— BEGIN —

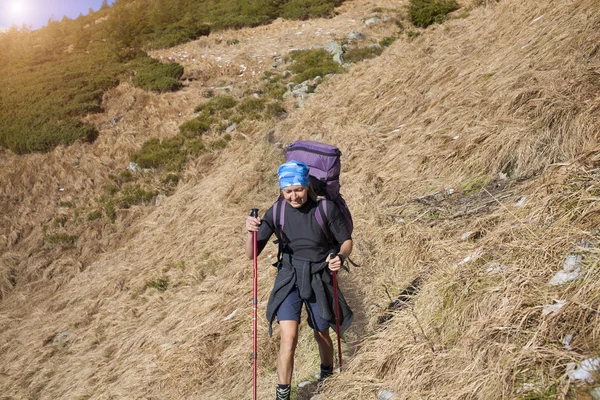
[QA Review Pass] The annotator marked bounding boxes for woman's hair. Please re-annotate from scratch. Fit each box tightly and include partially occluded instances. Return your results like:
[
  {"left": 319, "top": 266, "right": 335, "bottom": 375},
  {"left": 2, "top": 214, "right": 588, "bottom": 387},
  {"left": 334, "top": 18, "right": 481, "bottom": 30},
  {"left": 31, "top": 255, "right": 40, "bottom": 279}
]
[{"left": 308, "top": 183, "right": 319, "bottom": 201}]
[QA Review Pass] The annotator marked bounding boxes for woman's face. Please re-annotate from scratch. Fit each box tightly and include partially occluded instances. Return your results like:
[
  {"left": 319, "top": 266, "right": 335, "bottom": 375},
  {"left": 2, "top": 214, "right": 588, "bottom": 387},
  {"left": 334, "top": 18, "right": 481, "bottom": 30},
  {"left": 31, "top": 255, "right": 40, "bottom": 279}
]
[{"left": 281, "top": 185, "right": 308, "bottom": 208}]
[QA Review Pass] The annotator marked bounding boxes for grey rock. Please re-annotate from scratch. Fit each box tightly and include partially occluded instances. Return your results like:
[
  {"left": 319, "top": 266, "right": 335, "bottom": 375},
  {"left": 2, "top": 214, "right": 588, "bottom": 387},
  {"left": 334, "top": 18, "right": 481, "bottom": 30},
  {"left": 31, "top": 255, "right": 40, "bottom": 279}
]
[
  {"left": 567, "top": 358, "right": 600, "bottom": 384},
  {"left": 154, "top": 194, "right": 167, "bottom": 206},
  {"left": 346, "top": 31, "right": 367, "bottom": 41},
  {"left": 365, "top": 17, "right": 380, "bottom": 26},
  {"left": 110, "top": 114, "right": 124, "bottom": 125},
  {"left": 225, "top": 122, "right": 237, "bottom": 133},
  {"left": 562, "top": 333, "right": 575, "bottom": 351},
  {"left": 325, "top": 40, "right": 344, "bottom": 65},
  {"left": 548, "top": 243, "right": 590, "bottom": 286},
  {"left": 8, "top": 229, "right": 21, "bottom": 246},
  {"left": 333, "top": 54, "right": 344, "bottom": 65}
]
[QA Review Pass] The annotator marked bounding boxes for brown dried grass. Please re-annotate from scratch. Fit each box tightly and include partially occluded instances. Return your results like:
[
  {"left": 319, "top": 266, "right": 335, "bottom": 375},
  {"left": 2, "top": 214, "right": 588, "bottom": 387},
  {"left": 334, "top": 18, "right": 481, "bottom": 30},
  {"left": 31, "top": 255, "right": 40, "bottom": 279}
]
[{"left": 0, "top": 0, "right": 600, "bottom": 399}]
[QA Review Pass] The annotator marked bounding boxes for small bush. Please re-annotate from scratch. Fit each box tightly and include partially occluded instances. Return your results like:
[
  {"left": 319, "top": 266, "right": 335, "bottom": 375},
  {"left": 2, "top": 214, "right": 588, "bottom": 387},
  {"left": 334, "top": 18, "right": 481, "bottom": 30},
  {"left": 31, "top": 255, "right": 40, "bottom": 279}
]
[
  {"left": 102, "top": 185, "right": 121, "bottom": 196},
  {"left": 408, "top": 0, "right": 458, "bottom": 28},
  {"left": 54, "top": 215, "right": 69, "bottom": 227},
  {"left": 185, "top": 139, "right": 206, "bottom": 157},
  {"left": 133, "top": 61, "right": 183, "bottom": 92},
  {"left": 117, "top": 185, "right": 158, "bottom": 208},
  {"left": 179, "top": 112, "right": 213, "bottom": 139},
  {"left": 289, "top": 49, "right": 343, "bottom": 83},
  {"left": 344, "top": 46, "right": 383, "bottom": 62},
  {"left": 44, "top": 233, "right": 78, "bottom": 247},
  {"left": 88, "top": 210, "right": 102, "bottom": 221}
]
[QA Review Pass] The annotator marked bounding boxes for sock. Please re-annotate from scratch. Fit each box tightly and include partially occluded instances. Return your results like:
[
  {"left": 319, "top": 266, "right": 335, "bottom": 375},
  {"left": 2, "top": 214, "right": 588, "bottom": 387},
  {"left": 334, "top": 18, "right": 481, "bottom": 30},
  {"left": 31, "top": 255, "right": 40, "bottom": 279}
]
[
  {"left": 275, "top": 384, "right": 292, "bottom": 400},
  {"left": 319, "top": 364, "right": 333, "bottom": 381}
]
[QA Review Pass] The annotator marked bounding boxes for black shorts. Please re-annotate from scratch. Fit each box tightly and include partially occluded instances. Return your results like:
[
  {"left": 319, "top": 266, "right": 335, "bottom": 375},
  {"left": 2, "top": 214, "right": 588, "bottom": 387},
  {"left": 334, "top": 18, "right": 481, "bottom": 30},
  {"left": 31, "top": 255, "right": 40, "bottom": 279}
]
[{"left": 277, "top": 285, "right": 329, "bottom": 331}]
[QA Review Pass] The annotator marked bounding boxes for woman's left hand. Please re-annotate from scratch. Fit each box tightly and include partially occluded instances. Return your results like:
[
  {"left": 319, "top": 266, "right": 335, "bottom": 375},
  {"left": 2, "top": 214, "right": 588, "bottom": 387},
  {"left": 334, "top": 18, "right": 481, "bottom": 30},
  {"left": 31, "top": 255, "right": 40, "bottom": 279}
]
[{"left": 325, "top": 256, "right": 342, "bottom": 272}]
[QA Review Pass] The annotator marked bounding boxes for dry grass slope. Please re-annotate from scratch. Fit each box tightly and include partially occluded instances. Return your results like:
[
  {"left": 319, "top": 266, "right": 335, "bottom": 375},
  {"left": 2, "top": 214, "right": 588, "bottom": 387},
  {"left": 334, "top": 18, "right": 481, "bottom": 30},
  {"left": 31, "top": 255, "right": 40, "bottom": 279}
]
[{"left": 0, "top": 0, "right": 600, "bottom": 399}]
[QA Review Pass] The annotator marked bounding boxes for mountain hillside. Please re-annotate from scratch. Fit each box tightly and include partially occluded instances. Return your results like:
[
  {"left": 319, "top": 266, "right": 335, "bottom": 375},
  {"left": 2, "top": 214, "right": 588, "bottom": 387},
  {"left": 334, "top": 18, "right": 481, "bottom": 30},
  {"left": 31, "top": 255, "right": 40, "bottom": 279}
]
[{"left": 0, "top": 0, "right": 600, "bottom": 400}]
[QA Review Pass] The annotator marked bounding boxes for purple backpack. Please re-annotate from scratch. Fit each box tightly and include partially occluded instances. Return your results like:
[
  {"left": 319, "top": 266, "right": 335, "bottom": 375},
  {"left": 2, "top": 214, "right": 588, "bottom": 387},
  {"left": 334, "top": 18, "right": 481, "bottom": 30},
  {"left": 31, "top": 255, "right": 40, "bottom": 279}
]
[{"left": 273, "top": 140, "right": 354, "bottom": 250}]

— END —
— BEGIN —

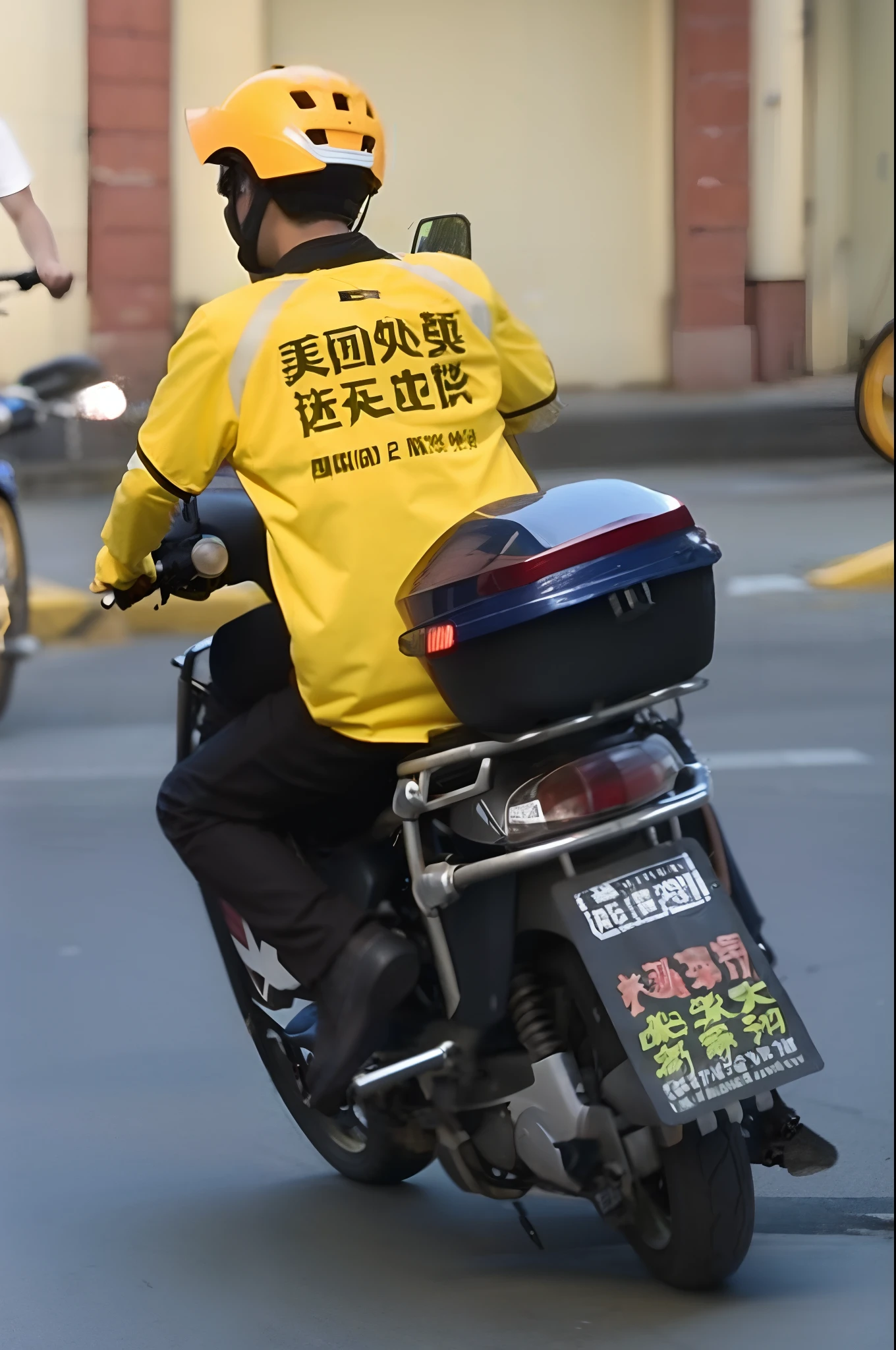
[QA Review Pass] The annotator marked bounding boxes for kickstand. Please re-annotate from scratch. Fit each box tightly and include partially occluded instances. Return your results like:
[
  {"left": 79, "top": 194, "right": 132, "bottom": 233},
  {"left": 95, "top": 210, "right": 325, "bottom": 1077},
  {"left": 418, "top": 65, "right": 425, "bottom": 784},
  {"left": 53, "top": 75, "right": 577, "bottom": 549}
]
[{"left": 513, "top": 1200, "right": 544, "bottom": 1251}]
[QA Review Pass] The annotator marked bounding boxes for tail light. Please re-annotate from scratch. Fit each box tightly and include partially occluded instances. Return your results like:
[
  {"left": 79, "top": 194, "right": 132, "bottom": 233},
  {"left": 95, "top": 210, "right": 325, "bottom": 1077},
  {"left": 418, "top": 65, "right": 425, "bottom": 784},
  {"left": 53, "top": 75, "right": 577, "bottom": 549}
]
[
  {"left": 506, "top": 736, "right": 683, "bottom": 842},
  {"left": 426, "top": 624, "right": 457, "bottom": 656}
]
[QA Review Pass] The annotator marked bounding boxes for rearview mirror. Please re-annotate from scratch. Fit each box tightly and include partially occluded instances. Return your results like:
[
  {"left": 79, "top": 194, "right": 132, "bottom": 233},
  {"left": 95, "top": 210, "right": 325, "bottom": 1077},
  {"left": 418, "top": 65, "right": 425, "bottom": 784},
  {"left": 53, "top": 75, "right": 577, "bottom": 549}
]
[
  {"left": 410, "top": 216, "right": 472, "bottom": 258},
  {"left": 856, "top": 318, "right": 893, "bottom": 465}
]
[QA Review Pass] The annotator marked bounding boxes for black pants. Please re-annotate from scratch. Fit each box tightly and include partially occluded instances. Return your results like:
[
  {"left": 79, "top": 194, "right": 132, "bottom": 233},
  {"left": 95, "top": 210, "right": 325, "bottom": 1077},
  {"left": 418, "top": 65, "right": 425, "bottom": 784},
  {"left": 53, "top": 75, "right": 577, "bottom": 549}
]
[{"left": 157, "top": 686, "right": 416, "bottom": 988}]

— END —
— BEGIN —

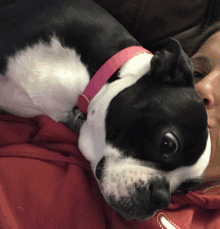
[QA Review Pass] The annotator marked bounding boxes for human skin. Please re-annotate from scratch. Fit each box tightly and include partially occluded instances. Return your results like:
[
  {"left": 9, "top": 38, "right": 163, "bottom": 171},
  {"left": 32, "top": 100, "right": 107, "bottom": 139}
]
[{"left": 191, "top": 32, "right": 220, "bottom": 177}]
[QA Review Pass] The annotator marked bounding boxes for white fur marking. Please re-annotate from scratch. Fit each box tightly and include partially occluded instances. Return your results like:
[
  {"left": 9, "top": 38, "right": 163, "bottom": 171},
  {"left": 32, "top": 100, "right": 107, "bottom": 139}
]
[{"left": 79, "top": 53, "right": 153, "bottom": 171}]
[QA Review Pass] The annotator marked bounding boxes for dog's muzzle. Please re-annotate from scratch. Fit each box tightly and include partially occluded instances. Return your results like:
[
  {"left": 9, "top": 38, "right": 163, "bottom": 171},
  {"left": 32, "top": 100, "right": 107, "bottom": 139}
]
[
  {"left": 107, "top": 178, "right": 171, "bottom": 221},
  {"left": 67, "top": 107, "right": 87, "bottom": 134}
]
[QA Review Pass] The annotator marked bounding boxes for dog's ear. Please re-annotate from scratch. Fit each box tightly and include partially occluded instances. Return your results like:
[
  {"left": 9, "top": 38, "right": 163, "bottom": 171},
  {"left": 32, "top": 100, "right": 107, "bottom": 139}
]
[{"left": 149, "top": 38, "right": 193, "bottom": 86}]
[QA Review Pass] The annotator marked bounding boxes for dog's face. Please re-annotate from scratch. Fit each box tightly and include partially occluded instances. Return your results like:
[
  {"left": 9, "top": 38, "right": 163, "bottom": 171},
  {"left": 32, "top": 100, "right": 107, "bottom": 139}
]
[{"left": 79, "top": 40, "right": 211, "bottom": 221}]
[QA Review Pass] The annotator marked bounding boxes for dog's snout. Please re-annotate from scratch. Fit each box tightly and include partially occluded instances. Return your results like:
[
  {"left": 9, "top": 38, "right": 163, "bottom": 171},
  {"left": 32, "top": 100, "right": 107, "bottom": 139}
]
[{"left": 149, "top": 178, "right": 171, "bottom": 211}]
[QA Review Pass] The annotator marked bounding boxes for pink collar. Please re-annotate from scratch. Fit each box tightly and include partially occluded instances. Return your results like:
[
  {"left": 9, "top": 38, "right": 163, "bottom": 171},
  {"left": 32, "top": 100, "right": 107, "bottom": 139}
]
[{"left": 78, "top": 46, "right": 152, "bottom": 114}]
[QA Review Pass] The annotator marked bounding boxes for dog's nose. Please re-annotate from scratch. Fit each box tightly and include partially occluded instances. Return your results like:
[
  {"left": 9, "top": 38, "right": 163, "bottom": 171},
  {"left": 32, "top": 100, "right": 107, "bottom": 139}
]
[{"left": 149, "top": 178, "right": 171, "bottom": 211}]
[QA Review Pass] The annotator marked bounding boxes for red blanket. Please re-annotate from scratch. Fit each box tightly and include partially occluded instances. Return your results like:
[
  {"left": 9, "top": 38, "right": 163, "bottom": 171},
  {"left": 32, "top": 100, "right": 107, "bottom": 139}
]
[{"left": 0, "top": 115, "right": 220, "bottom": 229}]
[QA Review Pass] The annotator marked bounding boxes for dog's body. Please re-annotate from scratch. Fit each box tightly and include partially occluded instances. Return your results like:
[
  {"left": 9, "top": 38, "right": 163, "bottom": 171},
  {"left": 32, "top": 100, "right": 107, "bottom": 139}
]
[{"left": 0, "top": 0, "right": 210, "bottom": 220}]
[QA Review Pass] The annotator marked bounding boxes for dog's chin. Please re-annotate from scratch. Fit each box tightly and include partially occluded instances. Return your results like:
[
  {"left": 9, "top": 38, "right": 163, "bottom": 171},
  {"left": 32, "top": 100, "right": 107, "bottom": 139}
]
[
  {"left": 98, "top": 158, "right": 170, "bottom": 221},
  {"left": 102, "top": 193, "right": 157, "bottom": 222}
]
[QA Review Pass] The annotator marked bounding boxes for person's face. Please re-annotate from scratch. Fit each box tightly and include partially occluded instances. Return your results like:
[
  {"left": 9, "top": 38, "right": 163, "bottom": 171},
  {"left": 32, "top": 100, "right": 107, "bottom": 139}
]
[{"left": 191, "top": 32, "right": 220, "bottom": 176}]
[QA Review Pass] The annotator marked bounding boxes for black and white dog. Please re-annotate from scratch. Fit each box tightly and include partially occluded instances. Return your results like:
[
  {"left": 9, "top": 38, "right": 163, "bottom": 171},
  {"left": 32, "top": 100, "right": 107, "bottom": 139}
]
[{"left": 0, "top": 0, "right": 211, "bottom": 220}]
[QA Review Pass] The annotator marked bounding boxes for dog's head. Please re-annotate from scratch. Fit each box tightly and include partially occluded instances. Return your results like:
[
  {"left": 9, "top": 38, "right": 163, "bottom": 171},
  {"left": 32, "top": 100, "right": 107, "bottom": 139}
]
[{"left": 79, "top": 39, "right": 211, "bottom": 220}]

— END —

▶ PROBLEM DESCRIPTION:
Identify every line above that contains the string "face", treating uppercase and lowercase as different, and copy each of those lines in full.

▶ REPLY TO THE EXERCISE:
[QA Review Pass] The annotator marked bounding boxes for woman's face. Please re-annotate from scratch. Fit each box tightly and include partially occluded instances. Return your results like:
[QA Review Pass] The annotator marked bounding boxes for dog's face. Please re-annotate from scratch. Fit each box tightly and include partially occluded instances. Return your results like:
[QA Review Pass] The annotator marked bounding boxes for person's face. Please re-annotate from scratch. Fit each box tightly and include partially occluded instances. Return your results like:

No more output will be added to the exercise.